Exercise prompt.
Please repeat only the part that opens with the line containing "of the large" and closes with the line containing "[(449, 488)]", keeping every line in it. Shift each coordinate in the answers by adding 146, and leave all other numbers unchanged.

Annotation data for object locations
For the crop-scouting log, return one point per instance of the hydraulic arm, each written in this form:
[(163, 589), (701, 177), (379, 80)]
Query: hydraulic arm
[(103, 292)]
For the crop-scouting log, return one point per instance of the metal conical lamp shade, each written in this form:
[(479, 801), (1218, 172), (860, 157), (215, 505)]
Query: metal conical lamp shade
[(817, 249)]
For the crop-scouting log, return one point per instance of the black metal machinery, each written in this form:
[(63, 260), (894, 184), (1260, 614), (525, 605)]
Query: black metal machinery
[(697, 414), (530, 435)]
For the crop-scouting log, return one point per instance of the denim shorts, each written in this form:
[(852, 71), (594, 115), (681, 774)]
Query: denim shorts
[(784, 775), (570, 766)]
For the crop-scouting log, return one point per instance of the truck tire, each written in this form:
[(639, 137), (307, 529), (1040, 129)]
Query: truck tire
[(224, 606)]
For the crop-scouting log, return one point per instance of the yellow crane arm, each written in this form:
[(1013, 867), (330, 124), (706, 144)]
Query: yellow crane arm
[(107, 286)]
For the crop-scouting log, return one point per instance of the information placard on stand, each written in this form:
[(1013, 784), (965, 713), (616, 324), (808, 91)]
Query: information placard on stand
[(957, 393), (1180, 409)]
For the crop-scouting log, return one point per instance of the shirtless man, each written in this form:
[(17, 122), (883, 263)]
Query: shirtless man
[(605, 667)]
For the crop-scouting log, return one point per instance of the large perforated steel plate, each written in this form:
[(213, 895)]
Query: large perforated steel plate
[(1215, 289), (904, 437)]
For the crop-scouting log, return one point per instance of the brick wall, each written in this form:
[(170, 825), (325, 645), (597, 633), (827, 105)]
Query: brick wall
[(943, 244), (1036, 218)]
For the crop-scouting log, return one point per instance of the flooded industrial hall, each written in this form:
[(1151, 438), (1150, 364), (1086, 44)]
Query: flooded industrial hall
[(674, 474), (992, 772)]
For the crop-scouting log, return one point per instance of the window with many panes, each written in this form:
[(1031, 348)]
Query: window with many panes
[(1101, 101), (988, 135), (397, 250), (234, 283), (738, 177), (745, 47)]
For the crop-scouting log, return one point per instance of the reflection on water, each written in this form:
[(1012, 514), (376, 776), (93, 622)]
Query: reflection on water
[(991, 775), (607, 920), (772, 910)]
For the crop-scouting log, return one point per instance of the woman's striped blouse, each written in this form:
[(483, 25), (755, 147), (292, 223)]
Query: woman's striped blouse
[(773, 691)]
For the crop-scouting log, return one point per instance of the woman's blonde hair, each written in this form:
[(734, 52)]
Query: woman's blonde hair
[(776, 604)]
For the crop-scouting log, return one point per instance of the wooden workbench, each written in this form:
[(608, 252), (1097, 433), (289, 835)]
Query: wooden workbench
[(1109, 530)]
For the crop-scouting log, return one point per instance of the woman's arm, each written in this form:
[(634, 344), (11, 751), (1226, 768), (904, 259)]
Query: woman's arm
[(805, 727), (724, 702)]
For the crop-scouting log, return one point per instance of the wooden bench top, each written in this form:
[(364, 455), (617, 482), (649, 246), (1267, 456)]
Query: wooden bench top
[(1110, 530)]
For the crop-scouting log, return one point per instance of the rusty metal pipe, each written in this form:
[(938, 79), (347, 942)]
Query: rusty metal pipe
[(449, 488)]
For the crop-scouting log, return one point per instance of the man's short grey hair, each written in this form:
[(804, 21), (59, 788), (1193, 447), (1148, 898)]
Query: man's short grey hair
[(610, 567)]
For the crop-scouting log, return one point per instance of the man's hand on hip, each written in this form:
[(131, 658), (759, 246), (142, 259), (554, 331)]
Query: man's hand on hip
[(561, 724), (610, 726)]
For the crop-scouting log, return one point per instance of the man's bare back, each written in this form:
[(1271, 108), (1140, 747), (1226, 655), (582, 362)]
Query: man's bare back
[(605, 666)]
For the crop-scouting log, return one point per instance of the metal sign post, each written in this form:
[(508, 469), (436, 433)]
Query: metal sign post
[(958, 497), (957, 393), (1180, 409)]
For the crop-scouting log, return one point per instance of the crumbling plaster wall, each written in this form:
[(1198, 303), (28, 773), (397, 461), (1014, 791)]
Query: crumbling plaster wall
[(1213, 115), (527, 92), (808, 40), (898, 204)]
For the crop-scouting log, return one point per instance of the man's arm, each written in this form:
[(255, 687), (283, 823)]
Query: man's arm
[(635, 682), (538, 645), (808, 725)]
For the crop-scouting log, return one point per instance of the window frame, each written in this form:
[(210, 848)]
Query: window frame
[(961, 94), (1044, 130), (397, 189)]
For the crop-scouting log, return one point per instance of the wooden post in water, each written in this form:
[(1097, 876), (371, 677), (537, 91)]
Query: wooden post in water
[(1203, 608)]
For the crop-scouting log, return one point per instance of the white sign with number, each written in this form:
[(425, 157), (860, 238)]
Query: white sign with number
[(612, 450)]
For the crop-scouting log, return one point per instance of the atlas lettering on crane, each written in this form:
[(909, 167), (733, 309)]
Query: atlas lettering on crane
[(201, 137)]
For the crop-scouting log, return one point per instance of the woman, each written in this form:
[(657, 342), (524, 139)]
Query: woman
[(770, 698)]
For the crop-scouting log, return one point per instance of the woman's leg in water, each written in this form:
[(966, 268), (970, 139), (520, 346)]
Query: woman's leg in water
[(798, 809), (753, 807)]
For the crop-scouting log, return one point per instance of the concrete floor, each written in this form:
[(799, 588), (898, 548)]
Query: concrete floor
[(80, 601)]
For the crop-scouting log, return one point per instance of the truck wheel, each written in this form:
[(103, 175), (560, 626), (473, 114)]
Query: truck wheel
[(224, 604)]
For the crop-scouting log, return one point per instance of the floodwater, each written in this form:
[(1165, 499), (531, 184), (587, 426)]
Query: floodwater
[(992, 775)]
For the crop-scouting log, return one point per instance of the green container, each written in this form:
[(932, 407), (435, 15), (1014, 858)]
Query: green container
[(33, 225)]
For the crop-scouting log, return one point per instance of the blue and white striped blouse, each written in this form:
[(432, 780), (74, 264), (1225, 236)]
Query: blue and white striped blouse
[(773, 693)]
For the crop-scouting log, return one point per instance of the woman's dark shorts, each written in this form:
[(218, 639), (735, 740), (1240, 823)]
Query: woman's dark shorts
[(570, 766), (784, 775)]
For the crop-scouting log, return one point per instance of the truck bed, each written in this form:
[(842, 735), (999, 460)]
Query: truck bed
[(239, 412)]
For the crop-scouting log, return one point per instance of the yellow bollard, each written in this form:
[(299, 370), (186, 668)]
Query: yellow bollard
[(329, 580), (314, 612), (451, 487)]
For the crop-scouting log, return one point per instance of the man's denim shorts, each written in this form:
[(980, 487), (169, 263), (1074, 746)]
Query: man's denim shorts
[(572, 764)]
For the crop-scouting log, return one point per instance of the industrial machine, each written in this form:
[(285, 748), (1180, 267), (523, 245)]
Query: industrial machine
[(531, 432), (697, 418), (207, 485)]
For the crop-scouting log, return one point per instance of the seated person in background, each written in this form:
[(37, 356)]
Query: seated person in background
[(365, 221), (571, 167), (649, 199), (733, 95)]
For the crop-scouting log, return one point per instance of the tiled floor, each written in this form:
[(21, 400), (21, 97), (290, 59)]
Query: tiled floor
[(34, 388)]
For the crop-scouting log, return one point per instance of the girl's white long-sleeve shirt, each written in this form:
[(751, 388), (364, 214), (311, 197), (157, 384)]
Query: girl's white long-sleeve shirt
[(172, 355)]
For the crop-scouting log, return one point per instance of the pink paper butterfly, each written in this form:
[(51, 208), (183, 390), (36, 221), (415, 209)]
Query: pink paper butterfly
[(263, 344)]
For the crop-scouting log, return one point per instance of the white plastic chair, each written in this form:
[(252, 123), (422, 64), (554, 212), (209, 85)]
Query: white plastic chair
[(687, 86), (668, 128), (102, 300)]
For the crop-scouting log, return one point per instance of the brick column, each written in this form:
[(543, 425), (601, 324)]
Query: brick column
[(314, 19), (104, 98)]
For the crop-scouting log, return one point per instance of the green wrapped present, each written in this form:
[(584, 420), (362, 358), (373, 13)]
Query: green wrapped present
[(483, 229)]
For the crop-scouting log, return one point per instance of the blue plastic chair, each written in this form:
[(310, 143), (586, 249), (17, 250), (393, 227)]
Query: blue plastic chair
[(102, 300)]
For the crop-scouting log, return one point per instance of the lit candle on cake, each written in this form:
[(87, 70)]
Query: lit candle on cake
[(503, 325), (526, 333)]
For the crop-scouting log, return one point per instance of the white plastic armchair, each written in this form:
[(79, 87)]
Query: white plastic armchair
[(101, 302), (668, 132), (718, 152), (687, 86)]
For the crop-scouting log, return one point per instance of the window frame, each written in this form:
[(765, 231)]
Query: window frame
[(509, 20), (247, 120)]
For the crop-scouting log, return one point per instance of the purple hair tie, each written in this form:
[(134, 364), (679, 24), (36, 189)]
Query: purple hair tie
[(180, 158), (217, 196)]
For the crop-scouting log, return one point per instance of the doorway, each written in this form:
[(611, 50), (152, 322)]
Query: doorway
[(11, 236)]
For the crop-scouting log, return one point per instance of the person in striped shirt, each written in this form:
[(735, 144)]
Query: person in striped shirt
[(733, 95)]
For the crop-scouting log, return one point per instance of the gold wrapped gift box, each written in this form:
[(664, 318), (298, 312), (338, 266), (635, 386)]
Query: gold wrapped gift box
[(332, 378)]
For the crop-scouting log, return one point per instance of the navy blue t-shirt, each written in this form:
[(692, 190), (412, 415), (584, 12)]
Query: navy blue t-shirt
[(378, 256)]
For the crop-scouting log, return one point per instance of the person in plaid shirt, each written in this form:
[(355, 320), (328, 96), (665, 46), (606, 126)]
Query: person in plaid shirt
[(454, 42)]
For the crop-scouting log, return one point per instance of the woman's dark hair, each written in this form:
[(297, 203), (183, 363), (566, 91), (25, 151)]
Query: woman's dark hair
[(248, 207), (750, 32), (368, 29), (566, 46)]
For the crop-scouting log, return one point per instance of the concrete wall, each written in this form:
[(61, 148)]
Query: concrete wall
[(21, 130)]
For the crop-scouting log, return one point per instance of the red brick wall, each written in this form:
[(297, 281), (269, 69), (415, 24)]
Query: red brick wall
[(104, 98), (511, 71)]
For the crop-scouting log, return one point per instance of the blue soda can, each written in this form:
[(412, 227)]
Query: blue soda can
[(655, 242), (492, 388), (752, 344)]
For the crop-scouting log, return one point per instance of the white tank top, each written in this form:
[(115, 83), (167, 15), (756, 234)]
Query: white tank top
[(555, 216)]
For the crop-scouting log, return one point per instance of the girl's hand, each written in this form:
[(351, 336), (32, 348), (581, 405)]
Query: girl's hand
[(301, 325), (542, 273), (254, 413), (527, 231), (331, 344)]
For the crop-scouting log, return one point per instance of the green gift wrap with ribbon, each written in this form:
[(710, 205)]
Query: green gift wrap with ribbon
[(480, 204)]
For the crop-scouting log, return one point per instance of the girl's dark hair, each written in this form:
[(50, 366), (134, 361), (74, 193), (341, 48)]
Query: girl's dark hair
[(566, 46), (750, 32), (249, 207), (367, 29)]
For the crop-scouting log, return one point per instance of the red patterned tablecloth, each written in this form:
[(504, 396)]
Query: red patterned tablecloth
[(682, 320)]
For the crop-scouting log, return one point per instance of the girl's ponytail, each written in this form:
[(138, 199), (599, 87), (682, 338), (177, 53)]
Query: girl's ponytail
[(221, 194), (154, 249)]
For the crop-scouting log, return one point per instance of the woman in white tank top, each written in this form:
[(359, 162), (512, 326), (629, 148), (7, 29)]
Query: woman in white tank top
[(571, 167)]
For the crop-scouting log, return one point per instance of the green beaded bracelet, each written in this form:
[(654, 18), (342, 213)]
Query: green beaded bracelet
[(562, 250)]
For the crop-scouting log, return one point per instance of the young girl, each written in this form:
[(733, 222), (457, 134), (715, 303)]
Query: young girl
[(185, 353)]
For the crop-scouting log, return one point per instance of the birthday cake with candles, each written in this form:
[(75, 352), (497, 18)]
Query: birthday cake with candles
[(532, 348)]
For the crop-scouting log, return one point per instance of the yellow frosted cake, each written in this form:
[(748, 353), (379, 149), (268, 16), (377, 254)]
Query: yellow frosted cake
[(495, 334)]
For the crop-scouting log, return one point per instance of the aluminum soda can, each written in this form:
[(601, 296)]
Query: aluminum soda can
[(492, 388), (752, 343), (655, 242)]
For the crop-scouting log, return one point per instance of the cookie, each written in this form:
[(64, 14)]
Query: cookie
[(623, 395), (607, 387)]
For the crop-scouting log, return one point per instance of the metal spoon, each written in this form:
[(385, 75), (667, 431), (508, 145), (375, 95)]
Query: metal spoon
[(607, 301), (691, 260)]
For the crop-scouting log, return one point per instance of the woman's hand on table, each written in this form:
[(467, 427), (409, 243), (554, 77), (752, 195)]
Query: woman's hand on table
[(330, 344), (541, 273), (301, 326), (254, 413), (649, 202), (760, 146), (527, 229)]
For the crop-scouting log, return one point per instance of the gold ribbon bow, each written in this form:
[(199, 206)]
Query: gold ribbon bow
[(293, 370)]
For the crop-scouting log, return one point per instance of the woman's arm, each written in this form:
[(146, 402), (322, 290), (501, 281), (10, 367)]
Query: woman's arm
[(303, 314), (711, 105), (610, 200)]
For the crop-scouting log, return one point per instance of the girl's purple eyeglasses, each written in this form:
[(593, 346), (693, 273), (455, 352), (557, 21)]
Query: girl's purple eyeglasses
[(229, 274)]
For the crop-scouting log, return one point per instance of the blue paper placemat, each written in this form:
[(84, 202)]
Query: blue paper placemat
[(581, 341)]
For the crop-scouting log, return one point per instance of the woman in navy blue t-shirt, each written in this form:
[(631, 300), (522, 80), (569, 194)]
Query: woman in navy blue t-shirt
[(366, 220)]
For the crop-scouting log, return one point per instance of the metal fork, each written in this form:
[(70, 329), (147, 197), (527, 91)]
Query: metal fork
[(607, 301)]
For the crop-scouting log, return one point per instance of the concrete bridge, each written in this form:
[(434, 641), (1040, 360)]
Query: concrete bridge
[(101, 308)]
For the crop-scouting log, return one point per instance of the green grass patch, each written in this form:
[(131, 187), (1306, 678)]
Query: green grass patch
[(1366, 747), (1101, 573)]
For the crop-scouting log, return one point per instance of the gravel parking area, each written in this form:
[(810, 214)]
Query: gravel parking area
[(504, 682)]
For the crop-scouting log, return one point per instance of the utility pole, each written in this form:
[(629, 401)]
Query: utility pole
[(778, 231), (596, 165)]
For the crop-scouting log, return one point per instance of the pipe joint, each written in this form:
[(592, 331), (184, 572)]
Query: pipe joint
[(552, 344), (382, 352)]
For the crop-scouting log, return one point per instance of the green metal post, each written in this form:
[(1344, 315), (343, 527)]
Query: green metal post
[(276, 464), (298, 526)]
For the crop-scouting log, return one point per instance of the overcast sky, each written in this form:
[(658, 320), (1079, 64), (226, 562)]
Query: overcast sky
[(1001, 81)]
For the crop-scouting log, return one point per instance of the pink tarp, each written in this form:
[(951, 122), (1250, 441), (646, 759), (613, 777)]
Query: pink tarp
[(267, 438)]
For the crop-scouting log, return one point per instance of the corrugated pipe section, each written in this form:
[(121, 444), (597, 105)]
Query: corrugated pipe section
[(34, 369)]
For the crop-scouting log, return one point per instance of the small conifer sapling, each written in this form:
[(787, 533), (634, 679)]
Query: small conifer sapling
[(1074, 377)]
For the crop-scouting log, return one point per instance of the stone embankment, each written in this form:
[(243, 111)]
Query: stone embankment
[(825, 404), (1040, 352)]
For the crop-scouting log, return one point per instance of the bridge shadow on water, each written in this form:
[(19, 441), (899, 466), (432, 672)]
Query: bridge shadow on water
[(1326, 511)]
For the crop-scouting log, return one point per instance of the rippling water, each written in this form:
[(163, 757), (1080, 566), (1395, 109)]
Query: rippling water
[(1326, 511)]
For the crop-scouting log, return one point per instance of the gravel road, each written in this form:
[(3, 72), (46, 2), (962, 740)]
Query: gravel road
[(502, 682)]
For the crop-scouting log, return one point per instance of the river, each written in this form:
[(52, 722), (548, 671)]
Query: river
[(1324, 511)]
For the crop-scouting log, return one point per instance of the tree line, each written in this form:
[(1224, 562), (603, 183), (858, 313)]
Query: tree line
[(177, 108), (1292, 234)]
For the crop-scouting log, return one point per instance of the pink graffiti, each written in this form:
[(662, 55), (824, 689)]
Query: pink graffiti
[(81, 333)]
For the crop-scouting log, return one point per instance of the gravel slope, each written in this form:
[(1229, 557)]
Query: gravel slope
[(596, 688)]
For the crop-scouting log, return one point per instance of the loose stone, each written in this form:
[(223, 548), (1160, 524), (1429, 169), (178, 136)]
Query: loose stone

Answer to the exercise.
For the crop-scouting log, return one point per instance of the large perforated steel plate, each written in this form:
[(213, 895)]
Query: large perforated steel plate
[(1361, 435), (1050, 583)]
For the crop-scouting log, return one point per instance of the brick wall, each written in this form:
[(170, 825), (325, 645), (597, 633), (827, 105)]
Query: brick wall
[(1089, 390), (1182, 364)]
For the crop-scouting log, return one point per instance of the flooded industrial hall, each written in this form:
[(1151, 438), (1150, 364), (1086, 44)]
Query: flooded industrial hall
[(820, 620), (1138, 918)]
For the crop-scouting log, return one point per instance of the window with many panes, each written in this form:
[(1031, 348)]
Query: window with many panes
[(1247, 247), (1134, 281), (543, 396), (380, 429), (884, 323), (891, 193)]
For the crop-scouting log, return one point per instance of the reflection on water, each written in this form:
[(1012, 514), (376, 776), (93, 622)]
Query: reflection on water
[(1137, 921), (753, 1066), (918, 1056)]
For the crop-scouting log, return one point per instance of the woman's striped blouse, each written in this form:
[(483, 25), (755, 147), (292, 223)]
Query: woman's striped blouse
[(919, 837)]
For the crop-scouting log, return one point per instance of the woman's blonde hair, each written in this form:
[(734, 52)]
Query: woman's blonde hair
[(922, 750)]
For the crop-scouting log, return one point per instance of the wooden workbench, each written in this form:
[(608, 252), (1097, 433), (289, 835)]
Query: wooden workbench
[(1255, 676)]
For the crop-scouting log, return one point per instance of the woman's arm, each written in this form:
[(634, 344), (11, 751), (1226, 768), (904, 259)]
Query: woman's arm
[(951, 873), (870, 848)]
For the crop-scouting log, return one point per instance of the wooden bench top, each written in this form:
[(364, 455), (617, 482), (649, 246), (1267, 456)]
Query: wooden bench top
[(1256, 676)]
For the crop-scouting log, return one point per instance of the rusty metal pipe, each written in this form:
[(938, 79), (347, 942)]
Query: rusty metal pipe
[(595, 634)]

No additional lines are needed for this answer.